AIM OF THE TASK:
Could you edit the items from the line containing "Could you please indicate the red dirt" through the end of the items, swapping "dirt" for "soil" and keeping everything else unchanged?

DATA LINES:
↓↓↓

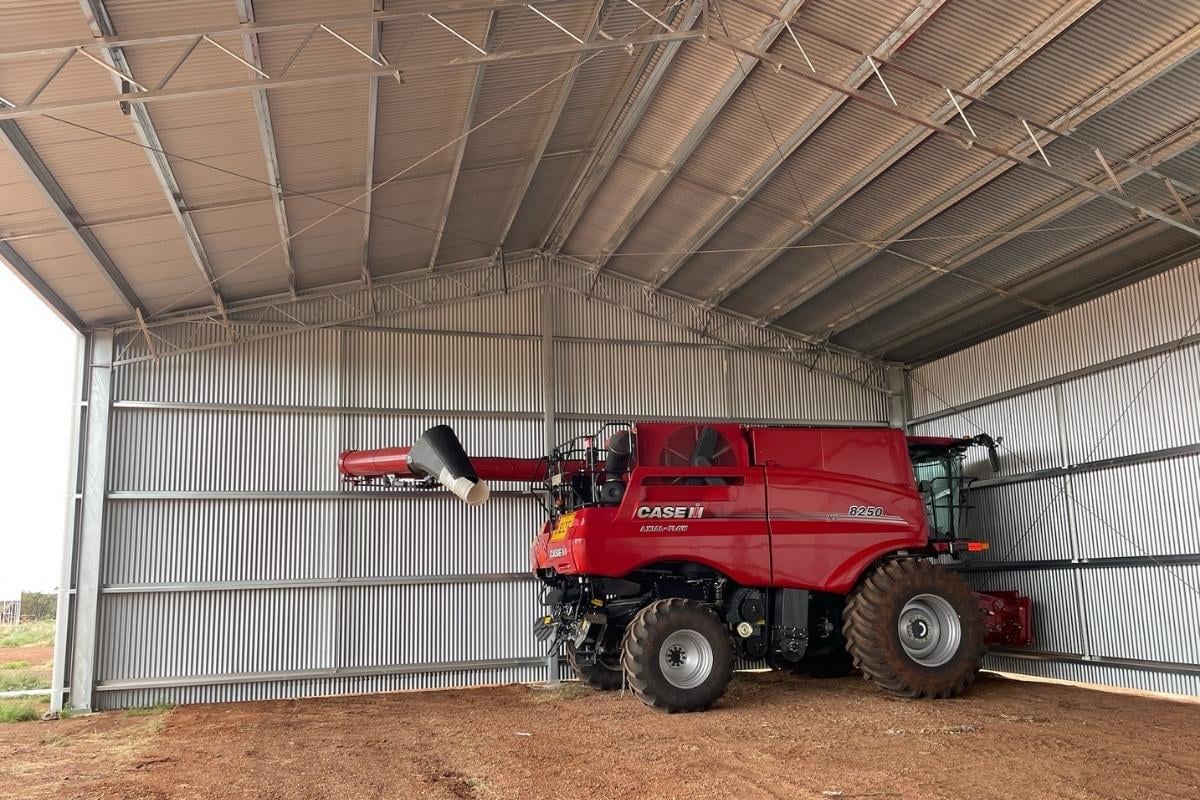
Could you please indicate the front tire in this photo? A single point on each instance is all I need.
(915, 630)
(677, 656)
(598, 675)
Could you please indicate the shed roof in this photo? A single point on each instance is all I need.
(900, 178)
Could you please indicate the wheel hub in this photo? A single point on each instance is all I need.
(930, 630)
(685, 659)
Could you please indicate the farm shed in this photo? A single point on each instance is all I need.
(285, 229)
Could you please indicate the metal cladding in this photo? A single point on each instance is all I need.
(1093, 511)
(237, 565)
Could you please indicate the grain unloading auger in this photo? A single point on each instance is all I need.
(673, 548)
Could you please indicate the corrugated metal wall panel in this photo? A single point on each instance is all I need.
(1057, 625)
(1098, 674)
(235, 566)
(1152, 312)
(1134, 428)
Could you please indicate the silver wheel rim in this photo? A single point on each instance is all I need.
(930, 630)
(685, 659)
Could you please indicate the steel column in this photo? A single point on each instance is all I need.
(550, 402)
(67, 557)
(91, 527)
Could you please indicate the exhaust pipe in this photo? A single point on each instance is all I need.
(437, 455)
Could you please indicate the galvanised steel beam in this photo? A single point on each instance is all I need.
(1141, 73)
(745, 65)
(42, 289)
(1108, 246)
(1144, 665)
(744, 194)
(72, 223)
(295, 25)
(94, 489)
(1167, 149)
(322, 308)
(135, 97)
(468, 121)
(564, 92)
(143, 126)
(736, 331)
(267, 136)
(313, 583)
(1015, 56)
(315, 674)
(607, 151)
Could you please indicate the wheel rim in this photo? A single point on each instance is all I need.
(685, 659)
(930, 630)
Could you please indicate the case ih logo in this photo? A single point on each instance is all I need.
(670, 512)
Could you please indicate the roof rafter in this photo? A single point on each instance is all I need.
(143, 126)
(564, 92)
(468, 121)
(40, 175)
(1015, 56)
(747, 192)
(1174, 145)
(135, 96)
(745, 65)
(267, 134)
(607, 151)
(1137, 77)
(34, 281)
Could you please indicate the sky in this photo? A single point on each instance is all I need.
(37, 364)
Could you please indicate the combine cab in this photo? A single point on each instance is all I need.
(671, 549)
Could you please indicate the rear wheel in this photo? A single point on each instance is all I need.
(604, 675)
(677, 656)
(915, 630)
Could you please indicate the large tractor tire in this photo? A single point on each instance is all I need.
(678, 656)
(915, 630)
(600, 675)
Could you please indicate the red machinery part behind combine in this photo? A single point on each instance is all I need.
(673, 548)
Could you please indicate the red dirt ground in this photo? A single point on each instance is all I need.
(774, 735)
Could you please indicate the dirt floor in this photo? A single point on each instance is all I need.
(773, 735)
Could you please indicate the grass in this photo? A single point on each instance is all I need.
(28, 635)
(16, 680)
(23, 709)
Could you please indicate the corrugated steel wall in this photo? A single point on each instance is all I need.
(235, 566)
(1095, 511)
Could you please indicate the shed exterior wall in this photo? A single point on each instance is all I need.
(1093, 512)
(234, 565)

↑↑↑

ANSWER IN FULL:
Could you please indicate the red soil ground in this photo? A single point on each instance is all I need.
(774, 735)
Could you please indicate the soil floor in this photo? A single point on each instance is all I need.
(773, 735)
Could you please indicate the grass in this photo? A single point on each instance is all I need.
(28, 635)
(16, 680)
(23, 709)
Could you please indicate the corrugated steel wall in this photo? A single point on each instance is all I need.
(235, 566)
(1095, 511)
Could you please indicate the shed exterior wall in this photo? A single point on each instance is all I need.
(1093, 512)
(234, 565)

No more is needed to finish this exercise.